WHAT YOU WILL DO → Could you give the data below again, exactly and completely?

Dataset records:
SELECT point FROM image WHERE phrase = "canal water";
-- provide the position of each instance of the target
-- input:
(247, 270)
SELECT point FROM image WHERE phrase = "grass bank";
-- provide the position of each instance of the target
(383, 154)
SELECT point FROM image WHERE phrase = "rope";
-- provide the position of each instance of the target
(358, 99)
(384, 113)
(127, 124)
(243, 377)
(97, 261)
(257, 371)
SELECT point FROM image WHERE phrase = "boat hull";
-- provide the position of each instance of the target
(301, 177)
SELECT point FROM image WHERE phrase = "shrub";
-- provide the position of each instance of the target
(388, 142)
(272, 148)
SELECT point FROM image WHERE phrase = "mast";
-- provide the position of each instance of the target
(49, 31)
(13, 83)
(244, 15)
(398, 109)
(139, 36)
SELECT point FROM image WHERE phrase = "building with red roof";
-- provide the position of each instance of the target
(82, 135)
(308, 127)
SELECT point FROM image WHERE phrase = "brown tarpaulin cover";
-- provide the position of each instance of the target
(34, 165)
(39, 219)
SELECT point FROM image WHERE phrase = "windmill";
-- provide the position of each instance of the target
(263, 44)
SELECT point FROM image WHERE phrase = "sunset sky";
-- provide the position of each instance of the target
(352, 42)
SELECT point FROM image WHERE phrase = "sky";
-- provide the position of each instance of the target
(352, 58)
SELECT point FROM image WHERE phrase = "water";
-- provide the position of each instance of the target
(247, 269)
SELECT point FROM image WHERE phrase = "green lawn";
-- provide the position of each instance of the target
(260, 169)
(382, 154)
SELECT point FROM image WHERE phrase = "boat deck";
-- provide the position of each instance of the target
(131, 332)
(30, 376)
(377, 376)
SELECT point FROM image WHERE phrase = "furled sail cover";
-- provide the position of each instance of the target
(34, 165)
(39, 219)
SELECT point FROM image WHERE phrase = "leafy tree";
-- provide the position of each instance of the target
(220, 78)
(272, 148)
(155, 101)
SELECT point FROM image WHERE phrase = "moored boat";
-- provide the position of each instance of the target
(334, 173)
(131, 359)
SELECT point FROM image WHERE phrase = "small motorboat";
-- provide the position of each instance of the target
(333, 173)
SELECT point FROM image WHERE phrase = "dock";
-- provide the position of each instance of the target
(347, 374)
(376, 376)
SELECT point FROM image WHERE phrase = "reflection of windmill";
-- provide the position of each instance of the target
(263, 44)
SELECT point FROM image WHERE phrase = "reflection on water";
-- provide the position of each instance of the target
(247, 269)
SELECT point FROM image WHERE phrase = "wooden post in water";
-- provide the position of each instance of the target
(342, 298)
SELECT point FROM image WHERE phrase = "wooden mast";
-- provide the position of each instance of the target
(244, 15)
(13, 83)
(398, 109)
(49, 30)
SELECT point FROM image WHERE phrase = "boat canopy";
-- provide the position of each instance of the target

SOLUTION FOR THIS TASK →
SELECT point FROM image WHERE phrase = "canal water";
-- provide the position of each instance of the target
-- input:
(247, 270)
SELECT point FROM image WHERE phrase = "grass bank";
-- provide the position of each instance of the target
(383, 154)
SELECT point FROM image WHERE phrase = "rope";
-- provide the position of each instance of the target
(358, 99)
(384, 113)
(127, 124)
(243, 377)
(97, 261)
(257, 371)
SELECT point FROM image WHERE phrase = "boat hull";
-- provide the position of each instance of the target
(301, 177)
SELECT point FROM image WHERE phrase = "shrub";
-- provide the position of each instance of the target
(388, 142)
(272, 148)
SELECT point FROM image WHERE phrase = "mast";
-- provide the position of each instance of the target
(49, 31)
(13, 83)
(244, 15)
(398, 109)
(139, 36)
SELECT point FROM image WHERE phrase = "building with red roof";
-- provide the position of each instance of the target
(82, 135)
(308, 127)
SELECT point FROM image WHERE phrase = "brown tarpaulin cover";
-- provide the position of each instance of the target
(34, 165)
(39, 219)
SELECT point FROM image WHERE phrase = "windmill";
-- provide the position of each instance of the target
(263, 44)
SELECT point FROM image WHERE phrase = "sunset sky";
-- provide the position of each instance of the target
(352, 42)
SELECT point FROM image WHERE phrase = "sky";
-- provide the position of each instance of the target
(352, 58)
SELECT point FROM image WHERE phrase = "water";
-- provide the position of each instance of the target
(247, 269)
SELECT point FROM image WHERE phrase = "green lawn";
-- provide the position of each instance of the target
(260, 169)
(382, 154)
SELECT point FROM image WHERE phrase = "boat deck";
-- provide the position of each instance of the target
(131, 332)
(30, 376)
(377, 376)
SELECT point FROM image WHERE phrase = "furled sail cover";
-- provide the position of each instance of the target
(34, 165)
(39, 219)
SELECT point FROM image WHERE phrase = "leafy tree";
-- provide the position of each instance of the target
(220, 78)
(272, 148)
(155, 101)
SELECT point FROM image WHERE phrase = "moored boat";
-- provide the position of each instance of the target
(334, 173)
(131, 359)
SELECT point FROM image WHERE phrase = "small motorboat";
-- provide the position of each instance of the target
(333, 173)
SELECT point FROM image WHERE phrase = "dock";
-- provide the position of each instance of the target
(347, 374)
(376, 376)
SELECT point FROM image WHERE phrase = "reflection of windmill";
-- provide the position of each instance of the target
(263, 44)
SELECT point FROM image WHERE phrase = "reflection on water";
-- provide the position of each instance of the target
(247, 269)
SELECT point FROM image WHERE phrase = "wooden post in water";
-- provide the position of each instance of the target
(342, 298)
SELECT point FROM image WHERE phrase = "wooden mast";
-- provide the position of each instance of the target
(244, 15)
(13, 83)
(398, 109)
(49, 30)
SELECT point FROM image WHERE phrase = "boat canopy";
-- provide the position of each instance of the target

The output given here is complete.